**TEXT:**
------------------------

Friday, September 10, 2010
Ultra Violet Catastrophes and Awakenings
What was on my mind posted on facebook today:
L. Edgar Otto L. Edgar Otto I had not much to say today- I mean I thought about staying away from the news in these tense holidays and anniversaries for some- take a day off or so- evacuate the shore in case of too strong a storm. But instead I waxed inspirational and poetic in thoughts mostly gentle. Enjoy!
Ultra Violet Catastrophes and Awakenings
I walk by the flower garden of my neighbor and each day something new awakens in dazzling fans and double explosions and drooping colors. Yesterdays browning leaves fall off into the entropy or fade away.
I have talked and waved briefly with my neighbor, complimenting him on his garden. I wonder why he works so hard at it, such expert effort, wisdom and design, behind the scenes as if the Creator perhaps like we mortals just to find a space to sit in peace in the veranda and enjoy his work of tendrils on the trellis. A safe place far from the chaos and the shifting of the fabric and constants of nature's laws. A place where instead of pain localized in the body there is rest where pleasure is at the distance and safe, far from the infinite void, where life is possible and there is the luxury of enquiry as well without the urgency of tides and time to find and make of what beauty is in the world one's own, leavings one's artistic mark for others in the promised lands to find the focused immortal joy of the moment and plant their own gardens.

------------------------

**RECORDED INFORMATION:**
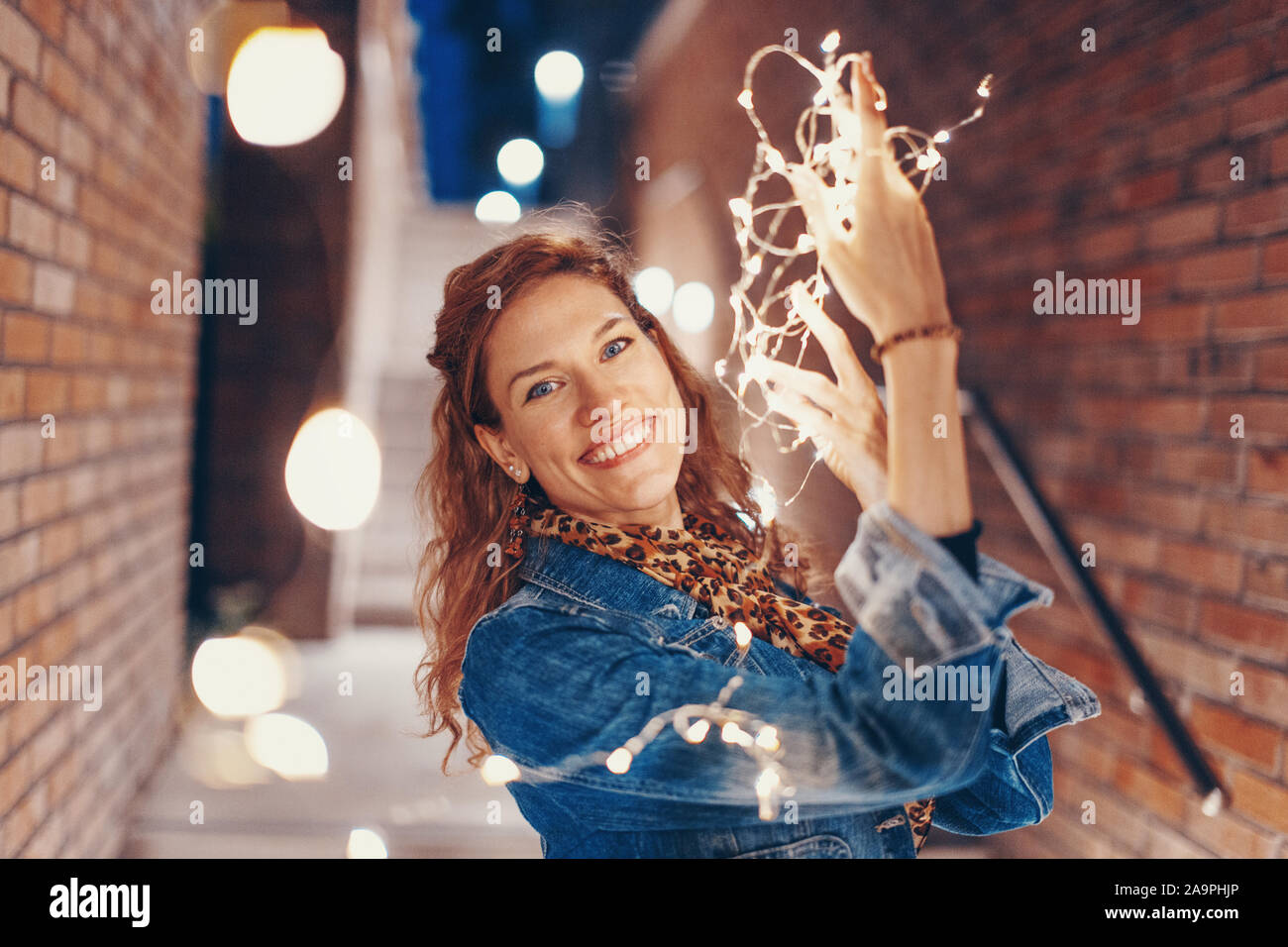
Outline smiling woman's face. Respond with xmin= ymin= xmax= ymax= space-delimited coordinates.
xmin=474 ymin=273 xmax=696 ymax=528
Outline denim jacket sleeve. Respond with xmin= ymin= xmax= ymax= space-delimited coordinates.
xmin=461 ymin=502 xmax=1090 ymax=809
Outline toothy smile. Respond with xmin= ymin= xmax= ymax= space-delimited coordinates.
xmin=579 ymin=415 xmax=653 ymax=467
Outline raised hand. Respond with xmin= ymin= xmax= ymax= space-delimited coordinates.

------------------------

**REQUIRED WORK:**
a) Print the passage of the garden post from "I have talked" to "their own gardens.", copied word for word.
b) Rewrite the records from the line with "Outline denim jacket" through the end of the records as a numbered list, leaving out blank lines.

**THE ANSWERS:**
a)
I have talked and waved briefly with my neighbor, complimenting him on his garden. I wonder why he works so hard at it, such expert effort, wisdom and design, behind the scenes as if the Creator perhaps like we mortals just to find a space to sit in peace in the veranda and enjoy his work of tendrils on the trellis. A safe place far from the chaos and the shifting of the fabric and constants of nature's laws. A place where instead of pain localized in the body there is rest where pleasure is at the distance and safe, far from the infinite void, where life is possible and there is the luxury of enquiry as well without the urgency of tides and time to find and make of what beauty is in the world one's own, leavings one's artistic mark for others in the promised lands to find the focused immortal joy of the moment and plant their own gardens.

b)
1. Outline denim jacket sleeve. Respond with xmin= ymin= xmax= ymax= space-delimited coordinates.
2. xmin=461 ymin=502 xmax=1090 ymax=809
3. Outline toothy smile. Respond with xmin= ymin= xmax= ymax= space-delimited coordinates.
4. xmin=579 ymin=415 xmax=653 ymax=467
5. Outline raised hand. Respond with xmin= ymin= xmax= ymax= space-delimited coordinates.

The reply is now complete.